Repeat each record below exactly as given.

SUPPLIED DATA>
————————
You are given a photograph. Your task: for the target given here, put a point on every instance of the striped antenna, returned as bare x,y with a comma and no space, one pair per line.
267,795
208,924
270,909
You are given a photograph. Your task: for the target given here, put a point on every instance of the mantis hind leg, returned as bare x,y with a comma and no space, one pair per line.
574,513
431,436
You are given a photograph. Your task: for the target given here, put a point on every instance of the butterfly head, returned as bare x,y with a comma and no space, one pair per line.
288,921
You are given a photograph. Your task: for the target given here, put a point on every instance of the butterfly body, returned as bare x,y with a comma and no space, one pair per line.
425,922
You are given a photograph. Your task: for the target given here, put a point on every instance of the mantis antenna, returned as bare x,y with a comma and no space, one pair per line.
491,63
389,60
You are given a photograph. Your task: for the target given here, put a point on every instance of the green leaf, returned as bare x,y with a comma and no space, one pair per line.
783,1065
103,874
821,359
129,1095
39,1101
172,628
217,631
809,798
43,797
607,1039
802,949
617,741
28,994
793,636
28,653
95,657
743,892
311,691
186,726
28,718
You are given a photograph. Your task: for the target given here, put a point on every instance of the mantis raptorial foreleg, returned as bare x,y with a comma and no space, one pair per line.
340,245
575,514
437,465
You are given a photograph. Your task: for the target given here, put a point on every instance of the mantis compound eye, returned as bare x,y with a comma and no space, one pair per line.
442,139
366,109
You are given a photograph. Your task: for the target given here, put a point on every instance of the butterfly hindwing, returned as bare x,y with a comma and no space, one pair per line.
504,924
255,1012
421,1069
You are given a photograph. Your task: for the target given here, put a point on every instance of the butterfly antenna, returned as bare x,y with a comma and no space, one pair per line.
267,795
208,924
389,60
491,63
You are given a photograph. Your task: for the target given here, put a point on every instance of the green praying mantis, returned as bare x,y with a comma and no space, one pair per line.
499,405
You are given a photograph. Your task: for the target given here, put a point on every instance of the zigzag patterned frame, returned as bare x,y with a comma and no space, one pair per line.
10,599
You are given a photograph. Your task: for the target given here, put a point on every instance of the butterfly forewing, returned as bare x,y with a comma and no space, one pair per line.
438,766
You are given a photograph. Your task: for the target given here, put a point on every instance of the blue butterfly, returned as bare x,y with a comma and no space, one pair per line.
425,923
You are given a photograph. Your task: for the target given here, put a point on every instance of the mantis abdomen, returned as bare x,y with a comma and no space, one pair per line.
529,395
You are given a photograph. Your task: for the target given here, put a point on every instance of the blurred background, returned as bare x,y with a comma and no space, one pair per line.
————————
EXPECTED ANSWER>
You are given a photograph. Your task: for the target given here, put a point on every instance of the striped antenna, returned as bare x,y with a comma and no space, one pair per line.
267,795
208,924
270,909
You are given a photograph. Your task: for the target given here, put a point on every instance of the mantis hind leg, returned as bare x,y with a comma and no space, one pair per line.
574,513
431,436
You are given a photograph. Your task: for the target given here, put a point on every instance of the butterfly head, returned as bare x,y with a comma and no space, one pair per line.
288,921
You are given a photograph. Your task: for the target given here, put a point on every instance of the butterfly body, returned as bare x,y with a comma and no space, one pair per line.
425,922
You are given a photograph. Your task: for the target given here, put a point on every instance of the mantis antenna, returned as bare x,y with a comma and no space, one pair per line.
491,63
389,60
You are given a photograph. Your task: for the target given here, put a point on every instance of the green leaf, returned as bare x,y with a comma and no space, one pair per line.
783,1065
103,874
821,359
129,1095
39,1101
172,628
217,631
809,798
43,797
607,1039
802,949
617,741
28,994
793,636
28,653
95,657
743,892
311,691
186,726
28,718
You are given a photograph. Your task: for the target given here, put a point on every instance of the mantis raptorial foreleg, returned as bare x,y with a comma and no space, one pair per line.
340,245
575,514
437,465
You are given a photograph. Your task: for the target given here, put a point on every instance of the mantis compound eye, returned as bare x,y with a comma and no space, one pair per line.
442,139
366,109
You are given a photograph. Your task: for the target given here, put a point on every instance of the butterfly hindwing, returned as bare x,y with a comma and no space, one pair per line.
504,924
255,1012
421,1069
You are given a photograph. Your task: for the target given here, put a point on every instance of the butterfly antenna, returned as bare x,y with a comma and no space, one pair per line.
267,795
208,924
389,60
491,63
You are given a photograph. Your task: for the target given here, put a point on every instance of the green praying mantis, returned as bare x,y with a comma and no space, one pair per line.
499,405
You are given a photograph. Your task: for the target given here, put a point on every instance of the zigzag patterned frame, returned as bare x,y with a comma and no space, one pair per line.
10,599
You are given a photograph. Your task: for the target given here, put a point on every instance of the butterfly forewing, returned as bare x,y with a comma and no space, one pair per line.
438,766
You are given a photograph. Your task: for the target given here, put a point on every instance of the blue butterfly, returned as bare x,y with a comma and no space, one pair per line.
425,923
You are given a photograph. Your task: for the target given here, put a point on every instance of the mantis abdomen, returned as bare x,y with a comma and no space, one pair per line.
529,395
You are given a photograph. Your task: for the target given here, put a point on every instance of the blurred background, returned as bare x,y with a comma and no space, one pair per line.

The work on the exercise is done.